(Beginning of AVAILABLE DATA)

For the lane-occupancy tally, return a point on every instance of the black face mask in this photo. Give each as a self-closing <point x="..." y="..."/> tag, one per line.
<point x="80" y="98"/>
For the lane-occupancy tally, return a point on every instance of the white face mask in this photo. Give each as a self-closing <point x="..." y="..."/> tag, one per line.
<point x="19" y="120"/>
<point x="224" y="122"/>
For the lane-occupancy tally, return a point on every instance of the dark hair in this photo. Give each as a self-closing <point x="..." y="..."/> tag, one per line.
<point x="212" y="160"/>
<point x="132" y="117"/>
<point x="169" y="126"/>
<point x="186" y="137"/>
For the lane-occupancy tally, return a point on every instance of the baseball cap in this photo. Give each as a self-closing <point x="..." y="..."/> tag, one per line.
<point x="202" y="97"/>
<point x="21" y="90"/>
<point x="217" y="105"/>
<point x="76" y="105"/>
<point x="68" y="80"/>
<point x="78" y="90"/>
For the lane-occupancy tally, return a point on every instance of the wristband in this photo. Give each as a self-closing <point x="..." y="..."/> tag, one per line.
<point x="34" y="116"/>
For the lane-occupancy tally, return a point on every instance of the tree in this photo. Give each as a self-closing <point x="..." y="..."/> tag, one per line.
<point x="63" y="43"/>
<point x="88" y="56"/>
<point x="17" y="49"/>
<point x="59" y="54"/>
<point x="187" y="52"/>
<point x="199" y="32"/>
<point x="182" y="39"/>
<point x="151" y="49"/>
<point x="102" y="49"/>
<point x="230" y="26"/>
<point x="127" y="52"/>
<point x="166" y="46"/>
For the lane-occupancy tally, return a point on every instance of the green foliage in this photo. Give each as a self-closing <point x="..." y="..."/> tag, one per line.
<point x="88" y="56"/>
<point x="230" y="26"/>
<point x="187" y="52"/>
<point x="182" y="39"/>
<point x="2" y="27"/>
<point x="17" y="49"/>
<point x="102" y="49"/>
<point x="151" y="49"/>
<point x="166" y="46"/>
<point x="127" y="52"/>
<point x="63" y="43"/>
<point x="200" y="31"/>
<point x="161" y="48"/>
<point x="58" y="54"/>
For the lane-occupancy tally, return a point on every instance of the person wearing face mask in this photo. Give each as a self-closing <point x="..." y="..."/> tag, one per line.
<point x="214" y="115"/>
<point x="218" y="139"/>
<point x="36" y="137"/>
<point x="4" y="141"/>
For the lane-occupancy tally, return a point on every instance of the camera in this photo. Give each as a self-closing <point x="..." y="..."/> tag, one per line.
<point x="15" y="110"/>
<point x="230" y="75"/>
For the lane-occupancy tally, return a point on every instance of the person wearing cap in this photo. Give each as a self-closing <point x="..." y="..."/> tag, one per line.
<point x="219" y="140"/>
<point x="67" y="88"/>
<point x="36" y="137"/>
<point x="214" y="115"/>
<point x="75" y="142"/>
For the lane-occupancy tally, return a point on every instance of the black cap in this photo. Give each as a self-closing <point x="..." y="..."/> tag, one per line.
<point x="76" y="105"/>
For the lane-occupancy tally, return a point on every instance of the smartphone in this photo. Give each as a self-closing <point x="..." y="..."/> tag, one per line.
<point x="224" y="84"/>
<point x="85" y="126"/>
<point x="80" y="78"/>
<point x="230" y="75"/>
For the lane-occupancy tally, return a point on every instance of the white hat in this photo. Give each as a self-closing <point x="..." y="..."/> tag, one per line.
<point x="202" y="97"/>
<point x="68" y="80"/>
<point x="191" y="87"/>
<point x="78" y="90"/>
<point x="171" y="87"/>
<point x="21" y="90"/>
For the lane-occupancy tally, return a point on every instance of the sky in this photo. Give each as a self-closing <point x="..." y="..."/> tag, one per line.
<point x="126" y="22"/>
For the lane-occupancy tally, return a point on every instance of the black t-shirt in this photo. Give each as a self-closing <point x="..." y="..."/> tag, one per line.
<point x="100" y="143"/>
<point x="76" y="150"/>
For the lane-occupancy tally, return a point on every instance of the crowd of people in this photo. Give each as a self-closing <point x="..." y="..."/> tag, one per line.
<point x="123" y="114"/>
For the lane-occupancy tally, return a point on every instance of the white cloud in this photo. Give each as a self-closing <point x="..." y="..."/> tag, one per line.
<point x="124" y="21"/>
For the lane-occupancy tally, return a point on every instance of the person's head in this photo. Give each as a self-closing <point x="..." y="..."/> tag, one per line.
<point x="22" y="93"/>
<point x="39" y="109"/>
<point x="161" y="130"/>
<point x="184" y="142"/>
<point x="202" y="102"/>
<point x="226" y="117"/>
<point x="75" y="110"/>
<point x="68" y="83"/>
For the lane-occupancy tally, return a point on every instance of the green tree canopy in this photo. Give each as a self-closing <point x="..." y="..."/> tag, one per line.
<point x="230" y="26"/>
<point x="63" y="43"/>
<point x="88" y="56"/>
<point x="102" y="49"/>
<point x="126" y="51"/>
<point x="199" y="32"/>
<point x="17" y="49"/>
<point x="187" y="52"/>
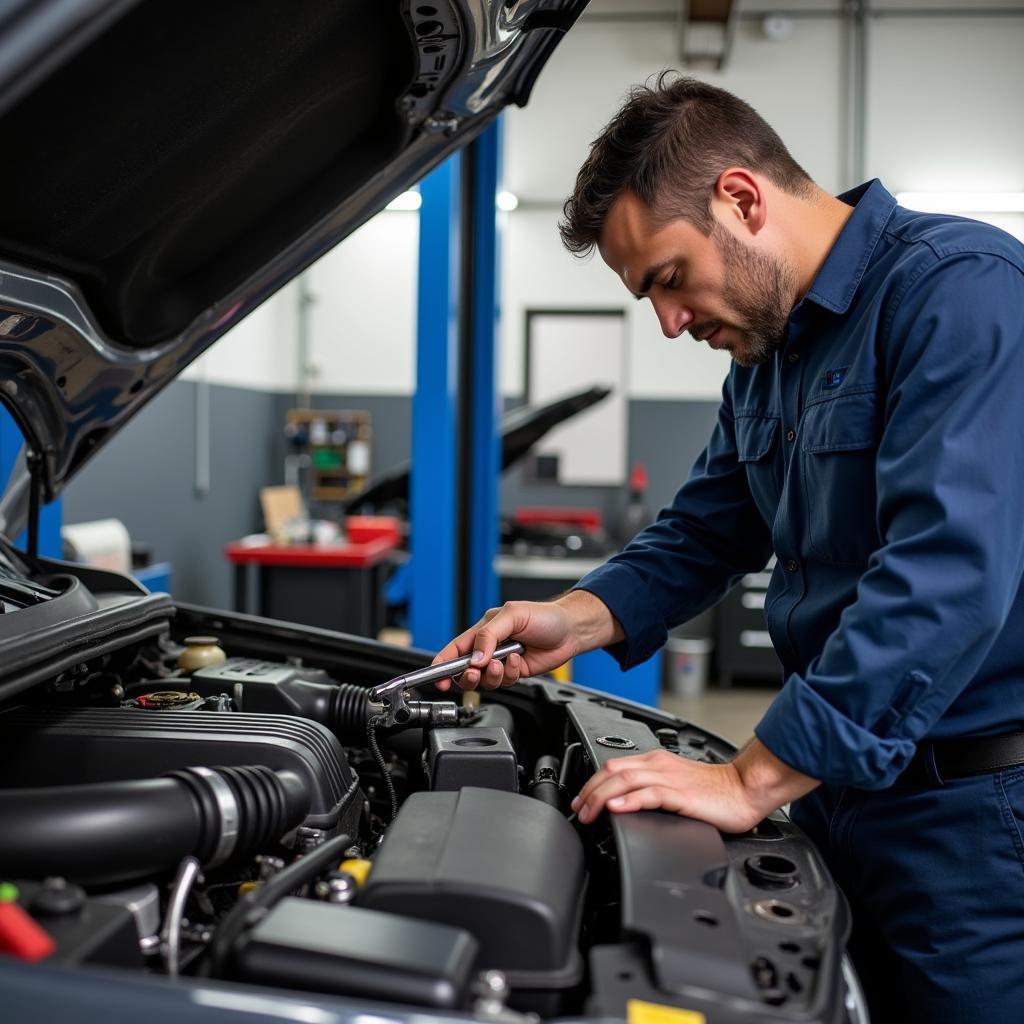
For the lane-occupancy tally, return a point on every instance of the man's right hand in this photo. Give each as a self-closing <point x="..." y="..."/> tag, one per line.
<point x="552" y="632"/>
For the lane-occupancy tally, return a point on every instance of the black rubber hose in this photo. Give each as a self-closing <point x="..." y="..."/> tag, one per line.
<point x="545" y="783"/>
<point x="114" y="833"/>
<point x="253" y="906"/>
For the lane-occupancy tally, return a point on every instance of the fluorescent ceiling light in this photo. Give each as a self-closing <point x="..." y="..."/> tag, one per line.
<point x="963" y="202"/>
<point x="406" y="201"/>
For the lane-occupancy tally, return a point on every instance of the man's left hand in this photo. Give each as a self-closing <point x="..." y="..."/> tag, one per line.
<point x="732" y="797"/>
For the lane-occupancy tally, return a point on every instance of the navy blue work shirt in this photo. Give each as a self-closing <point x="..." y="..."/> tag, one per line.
<point x="880" y="455"/>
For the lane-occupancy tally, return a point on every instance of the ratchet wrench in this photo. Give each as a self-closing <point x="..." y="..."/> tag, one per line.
<point x="440" y="671"/>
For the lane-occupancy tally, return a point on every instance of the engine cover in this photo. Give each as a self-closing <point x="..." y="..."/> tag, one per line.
<point x="507" y="868"/>
<point x="60" y="747"/>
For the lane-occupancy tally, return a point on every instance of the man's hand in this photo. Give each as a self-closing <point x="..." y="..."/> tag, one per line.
<point x="552" y="632"/>
<point x="733" y="797"/>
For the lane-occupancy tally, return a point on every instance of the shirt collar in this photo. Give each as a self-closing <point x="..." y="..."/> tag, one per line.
<point x="837" y="282"/>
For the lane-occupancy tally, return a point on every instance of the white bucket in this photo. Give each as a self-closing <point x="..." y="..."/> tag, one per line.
<point x="687" y="665"/>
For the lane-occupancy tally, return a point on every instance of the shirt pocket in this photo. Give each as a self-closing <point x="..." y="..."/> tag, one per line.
<point x="756" y="439"/>
<point x="839" y="449"/>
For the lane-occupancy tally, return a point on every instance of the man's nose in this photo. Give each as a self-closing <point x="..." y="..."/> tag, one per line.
<point x="673" y="316"/>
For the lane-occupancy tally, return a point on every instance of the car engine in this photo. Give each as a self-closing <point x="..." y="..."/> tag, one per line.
<point x="254" y="820"/>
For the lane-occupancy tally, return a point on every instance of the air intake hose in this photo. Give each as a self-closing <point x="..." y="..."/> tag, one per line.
<point x="110" y="833"/>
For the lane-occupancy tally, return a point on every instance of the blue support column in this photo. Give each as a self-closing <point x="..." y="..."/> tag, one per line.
<point x="483" y="442"/>
<point x="49" y="518"/>
<point x="433" y="481"/>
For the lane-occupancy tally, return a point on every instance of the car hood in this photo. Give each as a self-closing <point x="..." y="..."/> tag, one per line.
<point x="168" y="168"/>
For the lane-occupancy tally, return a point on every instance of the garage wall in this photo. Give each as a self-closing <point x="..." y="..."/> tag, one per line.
<point x="942" y="113"/>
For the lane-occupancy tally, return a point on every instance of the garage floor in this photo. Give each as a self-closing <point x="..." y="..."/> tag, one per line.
<point x="731" y="714"/>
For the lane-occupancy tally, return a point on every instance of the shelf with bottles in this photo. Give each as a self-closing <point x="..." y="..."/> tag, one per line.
<point x="337" y="443"/>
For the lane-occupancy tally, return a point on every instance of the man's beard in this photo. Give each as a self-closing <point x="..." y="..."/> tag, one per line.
<point x="760" y="290"/>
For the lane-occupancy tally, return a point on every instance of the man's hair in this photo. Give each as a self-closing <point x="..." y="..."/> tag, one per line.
<point x="668" y="144"/>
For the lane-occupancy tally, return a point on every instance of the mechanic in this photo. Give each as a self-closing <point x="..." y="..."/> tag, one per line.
<point x="871" y="436"/>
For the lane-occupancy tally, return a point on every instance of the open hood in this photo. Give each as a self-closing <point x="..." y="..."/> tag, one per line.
<point x="169" y="167"/>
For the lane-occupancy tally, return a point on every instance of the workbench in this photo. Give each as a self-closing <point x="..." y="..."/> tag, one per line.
<point x="336" y="586"/>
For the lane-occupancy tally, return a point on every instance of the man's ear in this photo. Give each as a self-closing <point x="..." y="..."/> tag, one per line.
<point x="739" y="195"/>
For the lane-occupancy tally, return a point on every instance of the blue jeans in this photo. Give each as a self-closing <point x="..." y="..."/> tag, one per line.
<point x="935" y="879"/>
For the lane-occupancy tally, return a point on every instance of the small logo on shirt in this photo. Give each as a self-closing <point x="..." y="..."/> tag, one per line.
<point x="835" y="377"/>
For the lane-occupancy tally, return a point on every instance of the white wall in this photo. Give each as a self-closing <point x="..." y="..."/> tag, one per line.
<point x="361" y="323"/>
<point x="364" y="321"/>
<point x="259" y="352"/>
<point x="943" y="113"/>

(End of AVAILABLE DATA)

→ WHAT THE EXERCISE ASKS
Pull out every line from the one with "the white wall" to the end of the listing, and output only those.

→ RESPONSE BOX
For the lane-occupancy tally, return a point on every instance of the white wall in this photo. Give each as a self-closing <point x="..." y="..."/> tag, one per line.
<point x="361" y="323"/>
<point x="364" y="321"/>
<point x="259" y="352"/>
<point x="943" y="113"/>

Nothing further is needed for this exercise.